> TASK STATEMENT
Please return only the lines between the line with "box: [0, 0, 237, 371]" and the final line of the entries, both included, and exclude pictures.

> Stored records
*-*-*

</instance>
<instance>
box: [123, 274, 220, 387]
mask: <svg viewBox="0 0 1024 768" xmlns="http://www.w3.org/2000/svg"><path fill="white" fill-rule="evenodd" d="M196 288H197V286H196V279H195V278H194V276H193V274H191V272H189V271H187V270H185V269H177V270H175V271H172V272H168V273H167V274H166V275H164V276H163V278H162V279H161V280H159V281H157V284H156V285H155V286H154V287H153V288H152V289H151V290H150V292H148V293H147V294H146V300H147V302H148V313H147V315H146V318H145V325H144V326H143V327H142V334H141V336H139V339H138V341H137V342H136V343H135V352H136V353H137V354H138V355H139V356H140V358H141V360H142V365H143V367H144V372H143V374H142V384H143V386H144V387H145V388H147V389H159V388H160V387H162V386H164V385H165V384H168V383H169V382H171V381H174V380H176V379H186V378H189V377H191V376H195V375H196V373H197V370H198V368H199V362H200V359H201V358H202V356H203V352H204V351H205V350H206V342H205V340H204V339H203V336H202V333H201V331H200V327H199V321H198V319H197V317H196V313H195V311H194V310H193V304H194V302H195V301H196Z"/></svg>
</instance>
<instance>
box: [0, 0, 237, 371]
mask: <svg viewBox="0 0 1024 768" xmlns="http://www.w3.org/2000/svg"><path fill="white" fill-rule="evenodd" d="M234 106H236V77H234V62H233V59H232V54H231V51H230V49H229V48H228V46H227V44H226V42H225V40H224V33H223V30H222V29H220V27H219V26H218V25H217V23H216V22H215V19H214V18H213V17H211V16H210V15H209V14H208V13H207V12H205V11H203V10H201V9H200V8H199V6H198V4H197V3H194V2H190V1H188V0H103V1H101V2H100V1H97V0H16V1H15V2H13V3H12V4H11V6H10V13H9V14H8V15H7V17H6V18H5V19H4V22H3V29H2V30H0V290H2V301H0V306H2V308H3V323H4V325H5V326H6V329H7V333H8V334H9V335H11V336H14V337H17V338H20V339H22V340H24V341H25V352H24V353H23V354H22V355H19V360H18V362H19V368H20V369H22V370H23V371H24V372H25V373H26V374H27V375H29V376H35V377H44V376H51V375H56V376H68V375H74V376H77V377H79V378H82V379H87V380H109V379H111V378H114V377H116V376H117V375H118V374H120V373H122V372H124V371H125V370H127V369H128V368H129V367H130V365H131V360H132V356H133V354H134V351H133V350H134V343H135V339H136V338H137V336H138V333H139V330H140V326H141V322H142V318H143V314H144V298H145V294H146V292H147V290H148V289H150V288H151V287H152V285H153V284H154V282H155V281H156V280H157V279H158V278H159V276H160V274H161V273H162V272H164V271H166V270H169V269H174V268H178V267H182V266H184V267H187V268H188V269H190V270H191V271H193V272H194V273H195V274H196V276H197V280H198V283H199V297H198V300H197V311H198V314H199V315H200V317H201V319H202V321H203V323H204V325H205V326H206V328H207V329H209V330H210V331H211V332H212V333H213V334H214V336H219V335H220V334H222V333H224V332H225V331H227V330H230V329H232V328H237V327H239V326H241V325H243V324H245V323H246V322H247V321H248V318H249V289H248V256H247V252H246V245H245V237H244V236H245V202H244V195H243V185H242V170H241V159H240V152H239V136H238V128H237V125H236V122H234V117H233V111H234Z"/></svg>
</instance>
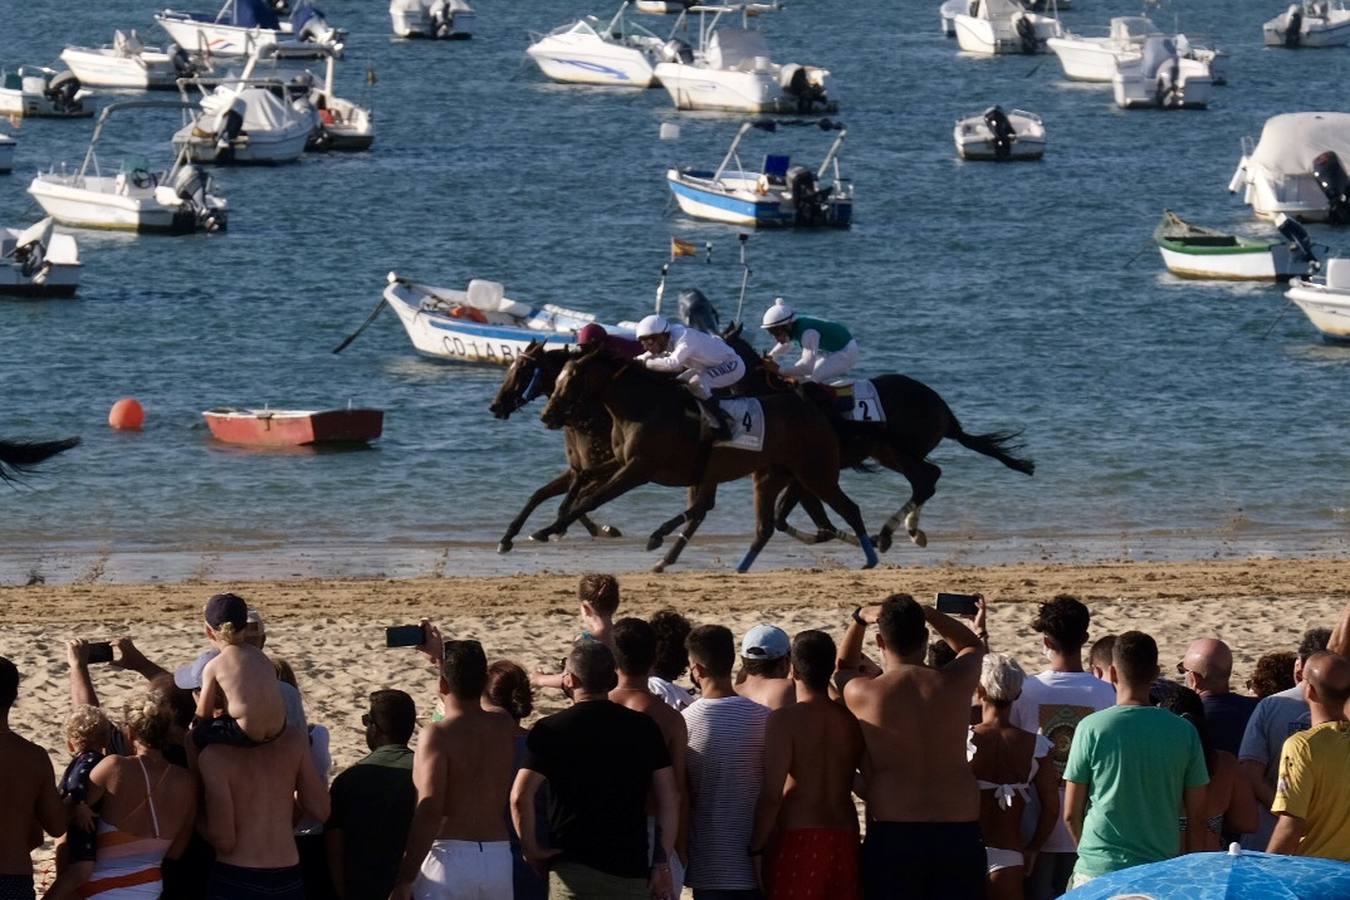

*-*-*

> SOLUTION FOR THIS TASK
box: [0, 0, 237, 371]
mask: <svg viewBox="0 0 1024 768" xmlns="http://www.w3.org/2000/svg"><path fill="white" fill-rule="evenodd" d="M234 106H236V77H234V62H233V59H232V54H231V51H230V49H229V48H228V46H227V44H226V42H225V40H224V33H223V30H222V29H220V27H219V26H218V25H217V23H216V22H215V19H214V18H213V17H211V16H210V15H209V14H208V13H207V12H205V11H203V10H201V9H200V8H199V6H198V4H197V3H194V2H190V1H188V0H103V1H101V2H100V1H97V0H16V1H15V2H13V3H12V4H11V6H10V13H9V14H8V15H7V17H6V18H5V19H4V22H3V29H2V30H0V290H2V301H0V306H2V308H3V323H4V325H5V326H6V329H7V333H8V334H9V335H11V336H14V337H17V338H20V339H22V340H24V341H25V352H24V353H23V354H22V355H19V360H18V362H19V368H20V369H22V370H23V371H24V372H25V373H26V374H27V375H29V376H35V377H44V376H51V375H56V376H68V375H74V376H77V377H79V378H82V379H87V380H109V379H111V378H114V377H116V376H117V375H118V374H120V373H122V372H124V371H125V370H127V369H128V368H129V367H130V365H131V360H132V356H133V354H134V351H133V350H134V343H135V339H136V338H137V336H138V333H139V330H140V326H141V322H142V318H143V314H144V298H145V294H146V292H147V290H148V289H150V288H151V287H152V285H153V284H154V282H155V281H156V280H157V279H158V278H159V276H160V274H161V273H162V272H164V271H166V270H169V269H174V268H178V267H182V266H184V267H187V268H188V269H190V270H191V271H193V272H194V273H195V274H196V276H197V280H198V283H199V297H198V300H197V311H198V314H199V315H200V317H201V319H202V321H203V323H204V325H205V326H206V328H207V329H209V330H210V331H211V332H212V333H213V334H214V336H219V335H220V334H222V333H224V332H225V331H227V330H230V329H232V328H237V327H239V326H241V325H243V324H245V323H246V322H247V321H248V318H249V289H248V256H247V252H246V245H245V237H244V236H245V202H244V195H243V185H242V170H241V159H240V152H239V136H238V128H237V125H236V122H234V117H233V111H234Z"/></svg>
</instance>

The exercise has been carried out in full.